● **SOURCE DOCUMENT**
|---|

October Horrorshow: Alone in the Dark (1982)

A slasher flick starring Jack Palance and Martin Landau as murderous psychopaths? It would have been impossible for me not to seek this mother out, especially for an October Horrowshow viewing. Expectations were low. After all, despite the star power, this is an obscure movie, never a good sign. It’s a pretty simple formula. If a movie has stars, and you’ve never heard of it, there’s a chance it stinks. A great example of this idea is Robert Altman’s Quintet. That one had Paul Newman and Fernando Rey, two actors with gigantic reputations in a film helmed by one of Hollywood’s great directorial talents, and it was dreadful. Palance and Landau are no slouches, each having won Oscars for films after their roles in Alone in the Dark, but this film, like Quintet, was tough to watch.

Written and directed by Jack Sholder (no Robert Altman), Alone in the Dark follows Dr. Dan Potter (Dwight Schultz), a psychiatrist starting his new gig at a mental hospital run by Dr. Leo Bain (Donald Pleasence). Here we are, a couple minutes into the movie, and I was wondering if I was watching an American remake of Asylum. Except for the lack of overwrought music, the two films are very similar in how they open. But whereas Asylum has a dour, gothic feel to it, Alone in the Dark has none of that noise, especially after a viewer is introduced to Dr. Bain.

|---|

● **SUPPLIED DATA**
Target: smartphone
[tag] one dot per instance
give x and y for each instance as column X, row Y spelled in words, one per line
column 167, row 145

|---|

● **AIM OF THE TASK**
Copy the part of the movie review between "Written and directed" and "to Dr. Bain.", inclusive.

● **COMPLETED EXERCISE**
Written and directed by Jack Sholder (no Robert Altman), Alone in the Dark follows Dr. Dan Potter (Dwight Schultz), a psychiatrist starting his new gig at a mental hospital run by Dr. Leo Bain (Donald Pleasence). Here we are, a couple minutes into the movie, and I was wondering if I was watching an American remake of Asylum. Except for the lack of overwrought music, the two films are very similar in how they open. But whereas Asylum has a dour, gothic feel to it, Alone in the Dark has none of that noise, especially after a viewer is introduced to Dr. Bain.